Records

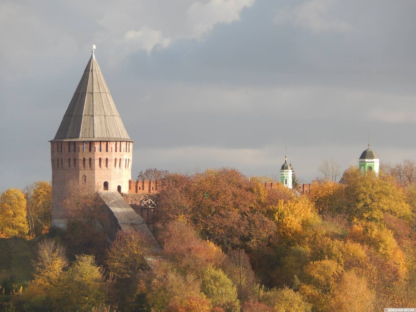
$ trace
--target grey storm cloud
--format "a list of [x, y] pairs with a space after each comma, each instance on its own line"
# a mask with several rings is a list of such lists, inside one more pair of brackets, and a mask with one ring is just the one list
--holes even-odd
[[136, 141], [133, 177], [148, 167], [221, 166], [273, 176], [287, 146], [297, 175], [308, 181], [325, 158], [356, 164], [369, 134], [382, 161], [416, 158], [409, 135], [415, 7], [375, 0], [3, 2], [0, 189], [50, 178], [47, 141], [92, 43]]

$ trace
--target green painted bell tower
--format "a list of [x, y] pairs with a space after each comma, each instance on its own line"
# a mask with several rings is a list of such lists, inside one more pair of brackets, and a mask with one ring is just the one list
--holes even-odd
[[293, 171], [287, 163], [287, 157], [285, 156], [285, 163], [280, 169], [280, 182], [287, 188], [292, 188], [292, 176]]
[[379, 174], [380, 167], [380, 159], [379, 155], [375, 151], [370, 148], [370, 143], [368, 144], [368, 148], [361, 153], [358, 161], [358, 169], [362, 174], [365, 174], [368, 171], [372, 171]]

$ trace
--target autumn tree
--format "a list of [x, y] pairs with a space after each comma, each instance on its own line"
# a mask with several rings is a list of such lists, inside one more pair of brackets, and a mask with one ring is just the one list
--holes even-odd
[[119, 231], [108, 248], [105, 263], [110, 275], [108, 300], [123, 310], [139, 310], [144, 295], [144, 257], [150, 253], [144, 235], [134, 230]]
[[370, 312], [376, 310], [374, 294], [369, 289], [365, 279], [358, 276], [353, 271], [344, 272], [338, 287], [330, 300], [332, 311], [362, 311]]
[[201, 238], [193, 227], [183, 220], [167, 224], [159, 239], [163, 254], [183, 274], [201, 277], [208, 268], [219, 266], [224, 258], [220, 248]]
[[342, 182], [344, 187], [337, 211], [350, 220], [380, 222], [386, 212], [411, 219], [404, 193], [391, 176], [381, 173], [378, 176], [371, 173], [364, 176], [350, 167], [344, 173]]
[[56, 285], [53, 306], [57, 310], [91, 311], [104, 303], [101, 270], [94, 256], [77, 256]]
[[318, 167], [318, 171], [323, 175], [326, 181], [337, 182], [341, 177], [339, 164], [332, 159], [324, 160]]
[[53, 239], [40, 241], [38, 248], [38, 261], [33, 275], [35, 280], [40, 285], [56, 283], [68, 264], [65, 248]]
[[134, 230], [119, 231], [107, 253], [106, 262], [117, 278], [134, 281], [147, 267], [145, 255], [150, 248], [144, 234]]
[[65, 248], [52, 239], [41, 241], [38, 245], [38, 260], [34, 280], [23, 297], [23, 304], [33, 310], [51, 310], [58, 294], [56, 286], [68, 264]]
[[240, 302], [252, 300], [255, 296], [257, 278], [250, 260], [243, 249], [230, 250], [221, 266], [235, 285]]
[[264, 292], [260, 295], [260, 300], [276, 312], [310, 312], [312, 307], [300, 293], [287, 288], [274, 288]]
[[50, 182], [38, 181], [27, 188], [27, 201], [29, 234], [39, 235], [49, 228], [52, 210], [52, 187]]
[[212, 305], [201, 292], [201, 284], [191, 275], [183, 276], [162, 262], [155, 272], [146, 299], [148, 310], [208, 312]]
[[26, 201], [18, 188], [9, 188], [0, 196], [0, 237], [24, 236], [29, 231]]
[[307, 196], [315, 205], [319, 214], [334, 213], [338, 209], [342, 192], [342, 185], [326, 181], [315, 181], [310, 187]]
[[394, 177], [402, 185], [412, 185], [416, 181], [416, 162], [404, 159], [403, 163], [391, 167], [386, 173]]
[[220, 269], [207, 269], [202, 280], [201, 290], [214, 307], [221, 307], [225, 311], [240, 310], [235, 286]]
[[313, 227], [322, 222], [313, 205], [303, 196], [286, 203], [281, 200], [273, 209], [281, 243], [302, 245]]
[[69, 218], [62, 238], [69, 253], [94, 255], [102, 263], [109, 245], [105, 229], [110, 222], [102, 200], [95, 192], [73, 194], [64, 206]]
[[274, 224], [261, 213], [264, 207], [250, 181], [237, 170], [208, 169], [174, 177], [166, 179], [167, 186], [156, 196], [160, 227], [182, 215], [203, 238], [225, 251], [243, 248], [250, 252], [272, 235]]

WRITTEN TASK.
Copy out every one of the lines above without changing anything, leaving out the pictures.

WRITTEN SOLUTION.
$ trace
--target grey storm cloud
--format "a list of [x, y] pairs with a space after each comma, each instance on its own line"
# a mask with several rings is a list of such lists, inside one more pair of brackets, and a mask with one ring is just the one list
--holes even-odd
[[136, 141], [133, 177], [148, 167], [221, 166], [273, 176], [287, 146], [297, 175], [308, 181], [325, 158], [356, 164], [369, 134], [382, 161], [416, 158], [409, 135], [415, 7], [375, 0], [3, 2], [0, 189], [50, 178], [47, 141], [92, 43]]

$ trace
--target green painted bell tower
--format "a list of [x, y] pairs with a space after each comma, each instance on its own line"
# a mask with several rings is a list of such lists, inside one more pair of brackets, and a mask with one ring is just the one list
--holes even-odd
[[293, 171], [287, 163], [287, 157], [285, 156], [285, 163], [280, 169], [280, 182], [287, 188], [292, 188], [292, 176]]
[[379, 174], [380, 167], [380, 159], [379, 155], [375, 151], [370, 148], [370, 143], [368, 144], [368, 148], [361, 153], [358, 161], [358, 169], [362, 174], [365, 174], [368, 171], [372, 171]]

$ trace
--target autumn tree
--format "a list of [x, y] pairs with a space after each comma, each instance on its own line"
# a mask with several rings is a list of such lists, inside one more pair of brackets, and a mask with one ring is just the one list
--holes even-odd
[[119, 231], [108, 248], [105, 263], [110, 275], [108, 300], [123, 310], [139, 310], [144, 295], [144, 257], [150, 253], [144, 235], [134, 230]]
[[370, 312], [376, 310], [374, 294], [369, 289], [365, 279], [358, 276], [353, 271], [344, 272], [338, 287], [330, 300], [332, 311], [362, 311]]
[[201, 238], [193, 227], [183, 220], [167, 224], [159, 239], [163, 254], [183, 274], [201, 277], [208, 268], [219, 266], [224, 258], [220, 248]]
[[342, 182], [344, 187], [337, 211], [350, 220], [380, 222], [386, 212], [411, 219], [404, 193], [391, 176], [381, 173], [378, 176], [371, 173], [364, 176], [350, 167], [344, 173]]
[[56, 285], [53, 306], [57, 310], [91, 311], [104, 303], [101, 270], [94, 256], [77, 256]]
[[318, 167], [318, 171], [323, 175], [326, 181], [337, 182], [341, 177], [339, 164], [332, 159], [324, 160]]
[[53, 239], [40, 241], [38, 248], [38, 261], [33, 275], [35, 280], [40, 285], [56, 283], [68, 264], [65, 248]]
[[134, 230], [119, 231], [107, 253], [106, 262], [117, 278], [134, 281], [147, 267], [145, 255], [150, 248], [144, 234]]
[[65, 248], [52, 239], [41, 241], [38, 245], [38, 260], [34, 280], [23, 297], [23, 304], [33, 310], [51, 310], [58, 294], [56, 286], [68, 264]]
[[240, 302], [252, 300], [255, 296], [257, 278], [250, 260], [243, 249], [230, 250], [221, 266], [235, 285]]
[[264, 292], [260, 295], [260, 300], [276, 312], [310, 312], [312, 307], [300, 293], [287, 288], [274, 288]]
[[50, 182], [38, 181], [27, 188], [27, 201], [29, 234], [39, 235], [49, 228], [52, 210], [52, 187]]
[[212, 305], [201, 292], [201, 284], [191, 275], [183, 276], [162, 262], [155, 272], [146, 299], [148, 310], [208, 312]]
[[26, 201], [18, 188], [9, 188], [0, 196], [0, 237], [24, 236], [29, 231]]
[[307, 196], [315, 205], [319, 214], [334, 213], [338, 209], [342, 192], [342, 185], [326, 181], [315, 181], [310, 187]]
[[394, 177], [402, 185], [412, 185], [416, 181], [416, 162], [404, 159], [403, 163], [391, 167], [386, 173]]
[[220, 269], [207, 269], [202, 280], [201, 290], [214, 307], [221, 307], [225, 311], [240, 310], [235, 286]]
[[313, 227], [322, 222], [313, 205], [303, 196], [286, 203], [281, 200], [273, 209], [281, 243], [302, 245]]
[[69, 218], [62, 238], [69, 253], [94, 255], [102, 263], [109, 245], [105, 229], [110, 222], [102, 200], [95, 192], [73, 194], [64, 206]]
[[274, 224], [261, 213], [264, 207], [250, 181], [237, 170], [208, 169], [174, 177], [166, 179], [167, 186], [156, 196], [160, 227], [182, 215], [203, 238], [225, 251], [243, 248], [250, 252], [272, 235]]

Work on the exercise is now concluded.